READING PASSAGE
[Start of section]
Recollections of life in Kirkby Underwood from just before the Coronation

by Keith Wright

Our phone number was Morton 74 and not a party line, as father wouldn’t have a shared line.

The policeman came from Morton on a regular basis and cycled until they upgraded him to a bike with an engine.

Home was opposite where I live now and my father ran a general stores and sweet shop.  At that time we had rationing so you needed coupons to buy goods.

Our house didn’t have running water you had to go out into the garden and pump the water into a bucket and cart it into the house.  Water for the laundry was collected from the roof into a cistern and heated in a copper and then used for washing the dirty clothing.  I got the job once a year of cleaning inside the cistern.

The outside toilet (no such luxury as inside then) was a good 100 yards from the house so I used my push bike to get there.

Electric came to the village about 1952, when they built the telecoms mast,  and the television about 1953.  Our TV was black and white with a 12” screen with very limited viewing of just BBC in the evening.  Children’s programmes were on the radio.

My father got a car when I was about 15.

With no TV our spare time was filled by playing cricket, rounders, football,  trundling hoops and skipping on The Manor  field.

The Forestry Cottages were the first to be wired for electric. 

Charlie Gresswell from Billingborough ran a bus twice a day on Thursday into Bourne and for a short time Lincolnshire Road Car ran a bus on Saturdays.  Charlie Gresswell also ran a bus to take us to the panto in Peterborough at Christmas.  So really if you wanted to go anywhere you biked.

The School

Mrs. Osborne the school teacher lived at the bakers in Bourne where Double and Megson is now.  She caught a bus from Bourne to Rippingale and then pedalled a bike which she kept at Rippingale into Kirkby  -  even in the winter of 1947.  At Christmas she managed this trip with iced buns for all of the school children.  Talking about Christmas we used to put on little plays and had a piano for the musical bits.
[End of section]
EXTRACTED INFORMATION
[Start of section]
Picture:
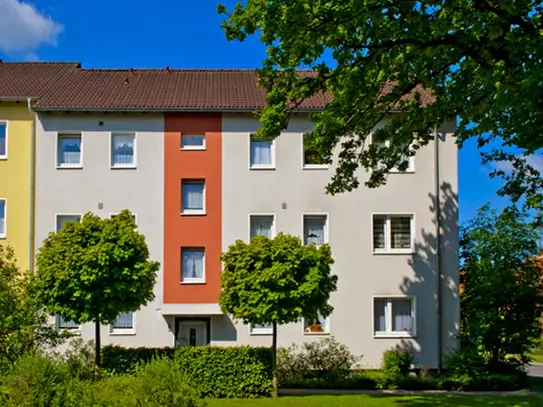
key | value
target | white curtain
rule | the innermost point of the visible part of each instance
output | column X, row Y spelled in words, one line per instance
column 314, row 230
column 123, row 149
column 402, row 320
column 380, row 315
column 3, row 139
column 379, row 232
column 193, row 196
column 193, row 264
column 2, row 217
column 261, row 152
column 401, row 232
column 62, row 219
column 261, row 226
column 70, row 150
column 124, row 321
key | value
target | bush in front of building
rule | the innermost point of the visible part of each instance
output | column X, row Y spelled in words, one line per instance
column 217, row 371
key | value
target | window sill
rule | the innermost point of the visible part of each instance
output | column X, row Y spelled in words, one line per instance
column 393, row 251
column 123, row 167
column 399, row 335
column 263, row 167
column 193, row 148
column 315, row 167
column 128, row 332
column 70, row 167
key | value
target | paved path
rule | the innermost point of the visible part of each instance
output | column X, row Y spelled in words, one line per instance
column 299, row 392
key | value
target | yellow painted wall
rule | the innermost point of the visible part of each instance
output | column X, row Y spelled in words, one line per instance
column 15, row 179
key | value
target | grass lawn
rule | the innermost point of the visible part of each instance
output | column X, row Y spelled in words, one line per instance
column 383, row 401
column 537, row 354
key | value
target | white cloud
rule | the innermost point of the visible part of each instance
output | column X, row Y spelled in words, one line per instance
column 23, row 29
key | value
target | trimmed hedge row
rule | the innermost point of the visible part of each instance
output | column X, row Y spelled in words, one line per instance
column 218, row 372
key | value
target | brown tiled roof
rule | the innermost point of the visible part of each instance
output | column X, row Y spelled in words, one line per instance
column 68, row 87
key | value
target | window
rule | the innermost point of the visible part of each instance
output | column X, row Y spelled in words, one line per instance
column 312, row 159
column 262, row 154
column 69, row 150
column 393, row 233
column 317, row 326
column 405, row 158
column 123, row 150
column 193, row 197
column 261, row 225
column 261, row 329
column 3, row 217
column 62, row 324
column 315, row 229
column 394, row 316
column 3, row 140
column 62, row 219
column 193, row 142
column 193, row 265
column 124, row 323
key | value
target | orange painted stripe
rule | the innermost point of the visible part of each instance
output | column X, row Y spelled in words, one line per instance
column 185, row 230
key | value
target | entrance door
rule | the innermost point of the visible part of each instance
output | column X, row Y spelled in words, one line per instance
column 191, row 333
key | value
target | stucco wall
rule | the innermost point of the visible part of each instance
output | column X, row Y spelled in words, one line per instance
column 104, row 191
column 15, row 179
column 361, row 273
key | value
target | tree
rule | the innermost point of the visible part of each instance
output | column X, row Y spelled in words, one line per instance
column 23, row 325
column 502, row 297
column 94, row 270
column 276, row 281
column 480, row 61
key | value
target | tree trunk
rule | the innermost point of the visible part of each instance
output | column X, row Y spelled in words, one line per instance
column 274, row 361
column 98, row 359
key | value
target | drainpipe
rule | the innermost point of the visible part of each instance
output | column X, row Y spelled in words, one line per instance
column 438, row 249
column 32, row 184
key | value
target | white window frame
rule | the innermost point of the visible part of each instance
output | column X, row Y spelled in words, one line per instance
column 256, row 215
column 194, row 211
column 5, row 233
column 262, row 166
column 124, row 331
column 114, row 166
column 411, row 161
column 65, row 214
column 327, row 332
column 326, row 217
column 59, row 136
column 193, row 280
column 73, row 331
column 310, row 166
column 260, row 331
column 389, row 333
column 193, row 148
column 5, row 156
column 388, row 249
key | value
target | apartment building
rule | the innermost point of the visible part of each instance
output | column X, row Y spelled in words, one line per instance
column 175, row 147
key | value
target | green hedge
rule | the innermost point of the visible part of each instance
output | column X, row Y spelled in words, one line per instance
column 237, row 371
column 117, row 359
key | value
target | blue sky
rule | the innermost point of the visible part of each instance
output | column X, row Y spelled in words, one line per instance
column 160, row 33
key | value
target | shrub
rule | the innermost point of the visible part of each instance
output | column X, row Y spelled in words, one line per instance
column 80, row 359
column 397, row 362
column 237, row 371
column 116, row 359
column 37, row 380
column 323, row 359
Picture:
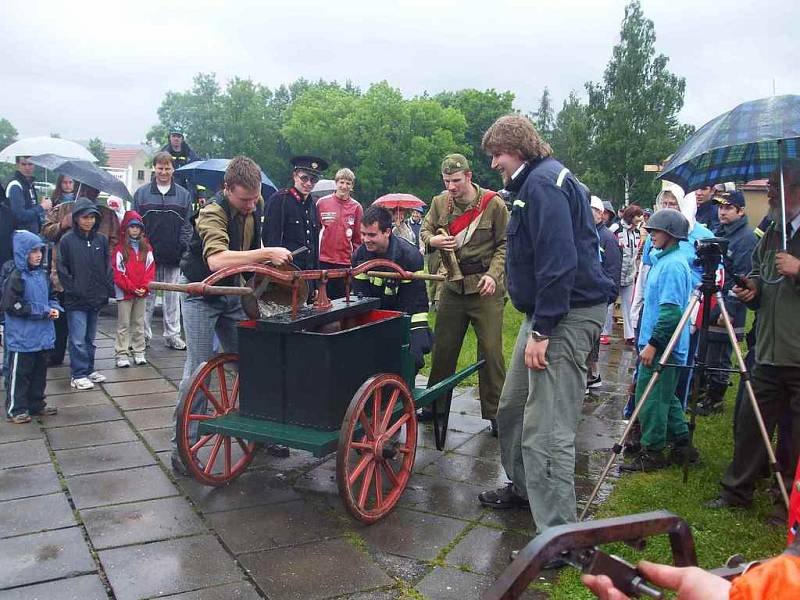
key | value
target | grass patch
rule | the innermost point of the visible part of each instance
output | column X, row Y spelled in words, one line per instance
column 469, row 349
column 717, row 533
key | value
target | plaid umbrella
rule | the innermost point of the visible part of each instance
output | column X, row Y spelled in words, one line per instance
column 740, row 145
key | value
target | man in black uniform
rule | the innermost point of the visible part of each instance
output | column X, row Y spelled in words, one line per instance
column 290, row 215
column 408, row 296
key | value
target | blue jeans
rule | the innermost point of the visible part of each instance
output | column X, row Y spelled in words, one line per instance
column 82, row 331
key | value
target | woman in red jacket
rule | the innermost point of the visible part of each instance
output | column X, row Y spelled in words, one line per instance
column 134, row 269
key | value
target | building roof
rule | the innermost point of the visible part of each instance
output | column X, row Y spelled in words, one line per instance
column 121, row 158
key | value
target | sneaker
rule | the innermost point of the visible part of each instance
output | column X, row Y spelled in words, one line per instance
column 594, row 382
column 96, row 377
column 19, row 419
column 176, row 343
column 502, row 498
column 82, row 383
column 646, row 461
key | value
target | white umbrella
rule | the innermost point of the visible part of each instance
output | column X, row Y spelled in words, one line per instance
column 45, row 145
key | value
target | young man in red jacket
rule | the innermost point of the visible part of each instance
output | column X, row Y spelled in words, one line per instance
column 340, row 236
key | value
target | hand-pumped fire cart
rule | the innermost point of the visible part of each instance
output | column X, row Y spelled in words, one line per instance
column 332, row 376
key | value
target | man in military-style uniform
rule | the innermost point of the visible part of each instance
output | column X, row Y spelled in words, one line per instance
column 290, row 218
column 476, row 220
column 401, row 295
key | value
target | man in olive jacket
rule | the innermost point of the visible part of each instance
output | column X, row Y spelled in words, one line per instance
column 773, row 290
column 475, row 219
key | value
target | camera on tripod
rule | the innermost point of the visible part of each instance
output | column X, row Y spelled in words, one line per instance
column 709, row 254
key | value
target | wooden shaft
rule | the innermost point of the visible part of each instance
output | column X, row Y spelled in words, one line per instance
column 395, row 275
column 200, row 288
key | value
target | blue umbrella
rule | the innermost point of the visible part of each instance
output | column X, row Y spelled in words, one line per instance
column 749, row 142
column 210, row 173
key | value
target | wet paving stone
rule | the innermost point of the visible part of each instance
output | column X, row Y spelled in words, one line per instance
column 319, row 570
column 444, row 583
column 114, row 487
column 84, row 587
column 82, row 415
column 168, row 567
column 412, row 534
column 151, row 418
column 132, row 373
column 486, row 550
column 22, row 454
column 159, row 439
column 18, row 433
column 43, row 556
column 442, row 497
column 91, row 398
column 468, row 469
column 95, row 459
column 231, row 591
column 135, row 388
column 141, row 522
column 31, row 515
column 264, row 527
column 23, row 482
column 147, row 401
column 95, row 434
column 252, row 488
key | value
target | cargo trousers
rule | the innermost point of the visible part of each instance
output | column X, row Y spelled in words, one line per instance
column 539, row 413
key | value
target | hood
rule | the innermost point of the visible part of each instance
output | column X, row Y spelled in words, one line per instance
column 129, row 217
column 686, row 202
column 24, row 242
column 82, row 206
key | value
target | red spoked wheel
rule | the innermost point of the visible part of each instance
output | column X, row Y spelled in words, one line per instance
column 377, row 444
column 213, row 459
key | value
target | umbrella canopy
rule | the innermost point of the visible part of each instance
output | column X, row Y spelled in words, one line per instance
column 83, row 172
column 211, row 172
column 45, row 145
column 743, row 144
column 399, row 201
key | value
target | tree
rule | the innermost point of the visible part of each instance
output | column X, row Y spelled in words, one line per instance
column 544, row 117
column 480, row 109
column 97, row 148
column 633, row 112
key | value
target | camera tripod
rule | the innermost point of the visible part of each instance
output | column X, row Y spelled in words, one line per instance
column 709, row 253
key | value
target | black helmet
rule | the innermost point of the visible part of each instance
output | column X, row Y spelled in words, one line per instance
column 670, row 221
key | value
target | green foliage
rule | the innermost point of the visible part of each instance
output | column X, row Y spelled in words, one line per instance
column 97, row 148
column 633, row 113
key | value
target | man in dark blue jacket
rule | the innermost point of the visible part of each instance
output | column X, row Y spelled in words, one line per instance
column 554, row 277
column 22, row 198
column 733, row 226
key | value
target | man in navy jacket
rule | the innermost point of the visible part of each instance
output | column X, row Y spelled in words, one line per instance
column 554, row 277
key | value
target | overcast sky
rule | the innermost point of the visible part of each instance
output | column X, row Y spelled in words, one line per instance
column 101, row 68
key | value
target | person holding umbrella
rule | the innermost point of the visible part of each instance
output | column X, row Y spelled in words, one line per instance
column 772, row 289
column 291, row 220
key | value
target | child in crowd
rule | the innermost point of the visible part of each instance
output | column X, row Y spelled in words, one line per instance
column 30, row 309
column 669, row 285
column 134, row 269
column 84, row 269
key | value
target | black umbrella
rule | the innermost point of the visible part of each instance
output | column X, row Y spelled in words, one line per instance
column 83, row 172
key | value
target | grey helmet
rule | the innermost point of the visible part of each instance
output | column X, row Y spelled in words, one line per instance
column 671, row 221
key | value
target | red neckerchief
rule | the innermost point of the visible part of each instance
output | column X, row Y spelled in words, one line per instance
column 462, row 221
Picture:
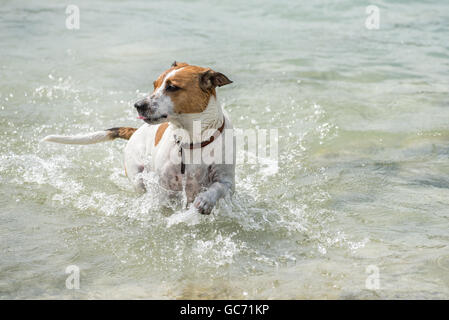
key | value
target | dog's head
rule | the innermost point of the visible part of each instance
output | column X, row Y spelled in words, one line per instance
column 181, row 89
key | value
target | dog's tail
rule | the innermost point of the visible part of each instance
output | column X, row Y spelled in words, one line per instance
column 94, row 137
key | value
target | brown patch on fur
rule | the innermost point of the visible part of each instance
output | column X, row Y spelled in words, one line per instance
column 196, row 85
column 121, row 132
column 160, row 132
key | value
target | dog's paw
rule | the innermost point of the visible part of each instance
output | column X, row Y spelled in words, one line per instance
column 203, row 204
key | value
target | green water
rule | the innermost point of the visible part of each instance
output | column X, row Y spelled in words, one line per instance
column 363, row 176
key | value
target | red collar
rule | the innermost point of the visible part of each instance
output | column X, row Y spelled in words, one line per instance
column 204, row 143
column 198, row 145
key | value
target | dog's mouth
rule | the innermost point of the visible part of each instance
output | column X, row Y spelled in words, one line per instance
column 151, row 120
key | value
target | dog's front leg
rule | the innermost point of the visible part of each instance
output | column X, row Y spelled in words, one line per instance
column 207, row 200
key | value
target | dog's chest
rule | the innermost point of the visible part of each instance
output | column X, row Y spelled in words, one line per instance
column 195, row 178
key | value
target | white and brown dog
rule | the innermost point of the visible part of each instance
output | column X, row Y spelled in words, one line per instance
column 182, row 117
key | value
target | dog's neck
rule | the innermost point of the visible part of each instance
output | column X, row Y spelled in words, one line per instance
column 200, row 126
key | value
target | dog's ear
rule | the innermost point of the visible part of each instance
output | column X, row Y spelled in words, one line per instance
column 211, row 79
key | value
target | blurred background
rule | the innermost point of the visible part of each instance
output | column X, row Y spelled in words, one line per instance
column 363, row 175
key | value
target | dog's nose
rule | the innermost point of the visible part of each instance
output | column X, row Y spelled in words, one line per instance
column 141, row 104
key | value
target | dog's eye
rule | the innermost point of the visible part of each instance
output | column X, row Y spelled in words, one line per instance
column 172, row 88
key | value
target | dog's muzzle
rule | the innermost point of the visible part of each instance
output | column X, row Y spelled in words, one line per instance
column 147, row 111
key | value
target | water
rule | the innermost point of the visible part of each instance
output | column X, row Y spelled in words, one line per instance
column 363, row 174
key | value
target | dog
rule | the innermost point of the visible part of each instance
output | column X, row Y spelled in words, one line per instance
column 182, row 119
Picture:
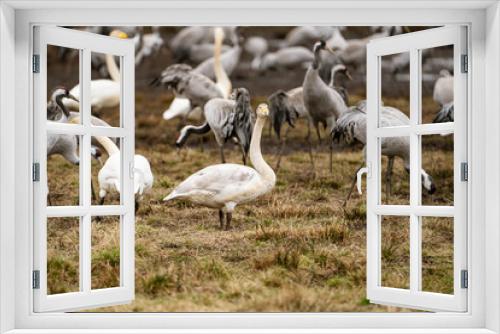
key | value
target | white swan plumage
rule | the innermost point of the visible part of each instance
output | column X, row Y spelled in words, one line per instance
column 224, row 186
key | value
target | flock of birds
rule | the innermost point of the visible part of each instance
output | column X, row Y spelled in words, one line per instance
column 204, row 94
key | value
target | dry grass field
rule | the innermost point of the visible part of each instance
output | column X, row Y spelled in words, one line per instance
column 297, row 249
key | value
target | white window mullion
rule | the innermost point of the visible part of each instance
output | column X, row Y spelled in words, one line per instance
column 414, row 296
column 415, row 235
column 85, row 297
column 127, row 221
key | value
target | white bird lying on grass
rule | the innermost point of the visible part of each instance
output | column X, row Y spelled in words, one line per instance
column 109, row 175
column 223, row 186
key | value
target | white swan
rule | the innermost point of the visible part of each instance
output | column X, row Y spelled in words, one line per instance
column 181, row 107
column 443, row 88
column 104, row 93
column 109, row 175
column 223, row 186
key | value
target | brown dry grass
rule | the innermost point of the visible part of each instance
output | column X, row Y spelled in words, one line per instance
column 294, row 249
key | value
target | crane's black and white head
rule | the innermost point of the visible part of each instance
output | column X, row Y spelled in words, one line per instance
column 56, row 109
column 281, row 111
column 62, row 92
column 446, row 114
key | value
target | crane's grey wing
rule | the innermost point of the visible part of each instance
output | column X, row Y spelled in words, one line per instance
column 351, row 126
column 391, row 116
column 198, row 89
column 220, row 115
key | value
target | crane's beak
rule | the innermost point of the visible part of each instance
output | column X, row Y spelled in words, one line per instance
column 329, row 49
column 348, row 74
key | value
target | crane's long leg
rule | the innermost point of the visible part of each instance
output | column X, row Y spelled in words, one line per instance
column 353, row 184
column 93, row 191
column 331, row 157
column 221, row 219
column 222, row 158
column 309, row 144
column 281, row 149
column 229, row 217
column 388, row 177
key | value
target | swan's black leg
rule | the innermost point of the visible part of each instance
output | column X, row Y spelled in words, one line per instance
column 222, row 158
column 229, row 216
column 388, row 177
column 309, row 145
column 353, row 184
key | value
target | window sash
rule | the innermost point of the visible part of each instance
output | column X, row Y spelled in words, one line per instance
column 87, row 297
column 414, row 297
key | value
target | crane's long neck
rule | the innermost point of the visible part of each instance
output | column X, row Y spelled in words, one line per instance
column 317, row 58
column 256, row 155
column 108, row 145
column 113, row 69
column 221, row 77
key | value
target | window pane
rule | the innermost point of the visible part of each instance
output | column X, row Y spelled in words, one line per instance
column 106, row 170
column 105, row 252
column 437, row 84
column 63, row 75
column 395, row 251
column 394, row 171
column 63, row 169
column 437, row 173
column 437, row 254
column 395, row 91
column 105, row 89
column 63, row 249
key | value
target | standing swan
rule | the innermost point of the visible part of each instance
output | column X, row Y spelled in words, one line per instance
column 104, row 93
column 223, row 186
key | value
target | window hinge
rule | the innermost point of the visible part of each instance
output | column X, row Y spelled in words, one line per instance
column 131, row 170
column 464, row 171
column 36, row 279
column 36, row 172
column 465, row 64
column 464, row 279
column 36, row 63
[End of section]
WORK INSTRUCTIONS
a - In the Kirkby Underwood recollections, how far from the house was the outside toilet?
b - Quote the Kirkby Underwood recollections between "The Forestry Cottages" and "anywhere you biked.", inclusive.
c - Extend the Kirkby Underwood recollections past their final sentence.

PER-TASK OUTPUTS
a - It was a good 100 yards from the house.

b -
The Forestry Cottages were the first to be wired for electric. 

Charlie Gresswell from Billingborough ran a bus twice a day on Thursday into Bourne and for a short time Lincolnshire Road Car ran a bus on Saturdays.  Charlie Gresswell also ran a bus to take us to the panto in Peterborough at Christmas.  So really if you wanted to go anywhere you biked.

c -
The school had two classrooms, infant and junior then for the final year you went to Rippingale School and then on to Bourne.  About 20 to 30 children attended.   Later on there was a woodwork room for the boys.  With no electric the classrooms were heated by a solid fuel heater.  The loos were outside where the store sheds are now and a man came to empty them weekly.  With no mains sewer and no running water there was no option. 

The railings in front of the school had their tops turned over after a boy fell onto them and impaled himself.

Heating was by a solid fuel heater and water was fetched from the stand pipe in front of the houses where Derek Bard’s bungalow is now.

In the morning the boys and girls had to line up outside and then march into school for assembly, prayers and singing.  And to the delight or terror of the children once a week you could be chosen to sing the first verse of a hymn of your choice – that could be painful for the singer as well as the audience.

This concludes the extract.